--- START Excerpted passage ---
Embedded Analytics Dashboard

Powered by Looker is the term coined by Looker for embedding entire analytics dashboards into your proprietary software, i.e. white labeling Looker as your own solution.

A lot of SaaS systems, especially enterprise grade, need a reporting layer. Analytics and Reporting is an important if not the most essential aspect of a business system. Few people would argue that building your own reporting layer is better than buying a best-of-breed one. Having recently been added to the Gartner Magic Quadrant for Analytics and BI Platforms, Looker is the perfect solution for white labeling reporting into your product. This is the story of an embedded analytics dashboard by Looker (5 min read).

Requirements

The project was to provide a set of canned user activity reports together with specific business reports embedded into a multi-tenant SaaS platform. Security and data privacy is of the utmost concern. Reporting needs to scale to tens of thousands of users and be realtime as much as possible. The user experience must be seamless, i.e. no hint of an interruption between system boundaries allowed. 

 

Data Pipeline and Data Warehouse

The origin of all business data is in a clustered Mongo database self-hosted in AWS. Data is extracted with the cloud ETL tool StitchData described here.
--- END Excerpted passage ---
Required tasks =>
1) Please restate the embedded analytics dashboard article starting at "Powered by Looker is" and ending at "your own solution.", swapping "proprietary" for "in-house".
2) Answer these from the embedded analytics dashboard article:
(a) Where is the clustered Mongo database hosted?
(b) To how many users does reporting need to scale?
(c) What was Looker recently added to?
--- START Dataset extract ---
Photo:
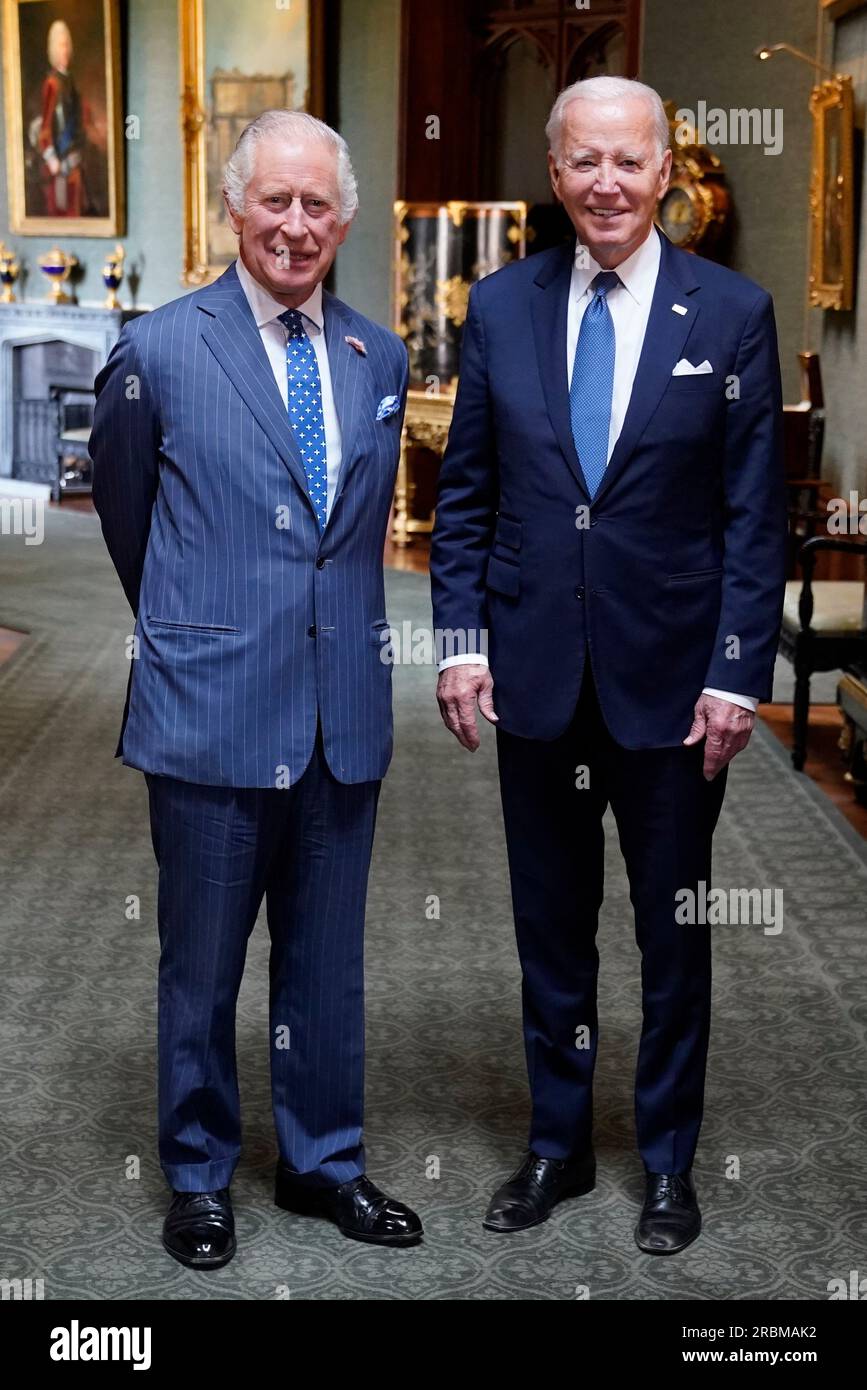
--- END Dataset extract ---
Solution set =>
1)
Powered by Looker is the term coined by Looker for embedding entire analytics dashboards into your in-house software, i.e. white labeling Looker as your own solution.

2)
(a) It is self-hosted in AWS.
(b) Tens of thousands of users.
(c) The Gartner Magic Quadrant for Analytics and BI Platforms.